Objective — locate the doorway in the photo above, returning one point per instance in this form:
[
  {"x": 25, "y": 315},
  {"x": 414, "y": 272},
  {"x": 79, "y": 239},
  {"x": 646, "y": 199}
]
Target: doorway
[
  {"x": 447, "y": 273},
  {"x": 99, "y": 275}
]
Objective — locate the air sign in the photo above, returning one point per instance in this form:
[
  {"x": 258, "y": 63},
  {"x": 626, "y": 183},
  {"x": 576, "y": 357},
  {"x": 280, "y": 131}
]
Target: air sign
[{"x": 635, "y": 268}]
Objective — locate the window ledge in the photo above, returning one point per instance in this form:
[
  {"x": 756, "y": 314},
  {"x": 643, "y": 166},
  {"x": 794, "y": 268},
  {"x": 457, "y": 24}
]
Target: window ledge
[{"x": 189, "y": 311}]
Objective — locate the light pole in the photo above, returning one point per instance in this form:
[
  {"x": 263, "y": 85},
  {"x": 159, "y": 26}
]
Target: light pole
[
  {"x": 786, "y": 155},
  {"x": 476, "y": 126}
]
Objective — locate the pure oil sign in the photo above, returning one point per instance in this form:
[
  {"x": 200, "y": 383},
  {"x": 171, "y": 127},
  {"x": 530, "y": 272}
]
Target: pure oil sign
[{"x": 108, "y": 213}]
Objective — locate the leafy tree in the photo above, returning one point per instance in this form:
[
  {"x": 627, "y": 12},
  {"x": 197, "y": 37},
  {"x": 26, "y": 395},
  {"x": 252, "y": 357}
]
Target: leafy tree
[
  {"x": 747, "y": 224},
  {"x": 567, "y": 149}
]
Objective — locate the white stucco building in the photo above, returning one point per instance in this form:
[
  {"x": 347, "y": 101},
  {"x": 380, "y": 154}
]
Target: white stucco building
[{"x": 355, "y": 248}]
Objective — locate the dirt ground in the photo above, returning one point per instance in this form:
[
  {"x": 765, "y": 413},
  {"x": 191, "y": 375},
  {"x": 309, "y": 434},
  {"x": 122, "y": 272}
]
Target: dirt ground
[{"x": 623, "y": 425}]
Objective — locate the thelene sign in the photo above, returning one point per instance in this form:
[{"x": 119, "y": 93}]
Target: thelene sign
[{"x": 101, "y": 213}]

================================

EXERCISE BRIEF. Print the lines of the material, exactly and only, from the line that contains "Objective — locate the white" down to and including the final line.

WRITTEN ANSWER.
Objective — locate the white stucco building in the photo above, returning one point per instance in this form:
[
  {"x": 347, "y": 101},
  {"x": 380, "y": 154}
]
Target: white stucco building
[{"x": 355, "y": 248}]
Objective — locate the dirt ground in the photo above, returning one point per instance in this form:
[
  {"x": 765, "y": 413},
  {"x": 191, "y": 375},
  {"x": 309, "y": 434},
  {"x": 122, "y": 272}
]
Target: dirt ground
[{"x": 623, "y": 425}]
Objective — locate the thelene sign in the photo above, returning one point per instance in this form:
[{"x": 119, "y": 93}]
Target: thelene sign
[{"x": 101, "y": 213}]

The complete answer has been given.